▸ Directive:
Using the motion segmentation text below, answer:
(a) What approximates the integral in Eq. (7)?
(b) On which two data sets is the approach evaluated in Section 4.1?
(c) Which synthetic data sets are used for ablation studies?

▸ Text extract:
▽

For computational efficiency the integral in Eq. (7) is approximated using a discrete sum over motion field magnitudes r. Flow likelihood values are pre-computed and stored in a lookup table for efficiency (see Fig. 7).

4 Experiments

We begin with a brief description of data sets used for training and evaluation of our motion segmentation network. In Section  4.1, we evaluate our here presented motion segmentation approach on the widely used DAVIS data set (Perazzi et al., 2016) and MoCA (Lamdouar et al., 2020). Ground truth camera motion is not provided for these data sets, thus synthetic data - such as the FlyingThings3D data set (Mayer et al., 2016) and Sintel (Butler et al., 2012; Wulff et al., 2012) - are used for ablation studies. These studies in particular focus on the analysis of different variants of our core network and the quality as well as the effect of rotation estimation via likelihood maximization.

△

▸ Given material:
▽

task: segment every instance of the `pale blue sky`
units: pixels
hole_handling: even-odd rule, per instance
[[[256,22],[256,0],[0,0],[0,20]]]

△

▸ Final result:
(a) A discrete sum over motion field magnitudes r.
(b) DAVIS and MoCA.
(c) FlyingThings3D and Sintel.